┌──

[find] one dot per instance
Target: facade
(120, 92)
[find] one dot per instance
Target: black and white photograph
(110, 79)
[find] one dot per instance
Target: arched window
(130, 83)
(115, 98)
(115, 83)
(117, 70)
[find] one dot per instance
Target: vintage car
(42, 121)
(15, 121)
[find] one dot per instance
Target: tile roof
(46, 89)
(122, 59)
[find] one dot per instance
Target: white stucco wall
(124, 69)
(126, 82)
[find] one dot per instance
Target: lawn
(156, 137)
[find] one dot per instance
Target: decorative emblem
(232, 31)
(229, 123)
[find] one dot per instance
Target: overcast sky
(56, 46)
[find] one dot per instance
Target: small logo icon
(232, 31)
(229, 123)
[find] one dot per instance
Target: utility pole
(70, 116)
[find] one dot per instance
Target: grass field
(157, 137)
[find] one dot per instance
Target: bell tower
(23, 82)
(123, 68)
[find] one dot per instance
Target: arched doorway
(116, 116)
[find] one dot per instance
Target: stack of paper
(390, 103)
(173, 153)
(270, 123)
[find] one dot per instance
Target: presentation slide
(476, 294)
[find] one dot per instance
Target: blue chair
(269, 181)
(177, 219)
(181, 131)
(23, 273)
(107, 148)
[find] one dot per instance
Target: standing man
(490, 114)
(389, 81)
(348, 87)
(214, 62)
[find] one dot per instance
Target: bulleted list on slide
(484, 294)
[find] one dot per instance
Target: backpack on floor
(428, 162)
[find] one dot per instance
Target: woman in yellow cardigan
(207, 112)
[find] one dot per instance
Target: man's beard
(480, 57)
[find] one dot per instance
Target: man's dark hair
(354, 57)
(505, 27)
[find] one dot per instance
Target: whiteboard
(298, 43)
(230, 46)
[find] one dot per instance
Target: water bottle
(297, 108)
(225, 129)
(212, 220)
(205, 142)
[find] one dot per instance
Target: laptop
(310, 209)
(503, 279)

└──

■ GIVEN EXERCISE
Repeat the records above exactly, from the first line to the last.

■ TASK RESULT
[find] one dot per instance
Target: facade
(120, 92)
[find] one dot per instance
Target: black and white photograph
(110, 79)
[find] one dot per instance
Target: arched window
(130, 83)
(115, 98)
(115, 83)
(117, 70)
[find] one dot per instance
Target: vintage car
(42, 121)
(15, 121)
[find] one dot per instance
Target: tile roof
(46, 89)
(122, 59)
[find] one dot per instance
Target: white stucco wall
(124, 69)
(126, 82)
[find] one dot per instance
Target: lawn
(156, 137)
[find] one dot per instance
Target: decorative emblem
(232, 31)
(229, 123)
[find] one dot per instance
Target: overcast sky
(56, 46)
[find] one dot per instance
Target: small logo icon
(232, 31)
(229, 123)
[find] one dot per instance
Target: utility pole
(70, 116)
[find] one dot per instance
Target: grass field
(157, 137)
[find] one dot per instance
Target: bell tower
(23, 82)
(123, 68)
[find] one dot per instance
Target: arched doorway
(116, 116)
[find] one dot per instance
Target: stack of paper
(390, 103)
(173, 153)
(270, 123)
[find] one dot per instance
Target: presentation slide
(476, 294)
[find] one dot per instance
Target: blue chair
(269, 181)
(177, 219)
(181, 131)
(23, 273)
(107, 148)
[find] one dot per instance
Target: standing man
(490, 114)
(389, 81)
(348, 87)
(214, 62)
[find] one dot per instance
Target: bulleted list on slide
(484, 294)
[find] one dot per instance
Target: backpack on floor
(428, 162)
[find] one dot per instance
Target: woman in yellow cardigan
(207, 112)
[find] one dot per instance
Target: man's beard
(480, 57)
[find] one dot per instance
Target: man's dark hair
(354, 57)
(505, 27)
[find] one dot per instance
Target: whiteboard
(298, 43)
(230, 46)
[find] one dot per instance
Target: water bottle
(297, 108)
(225, 129)
(212, 220)
(205, 142)
[find] one dot per instance
Target: laptop
(310, 209)
(503, 279)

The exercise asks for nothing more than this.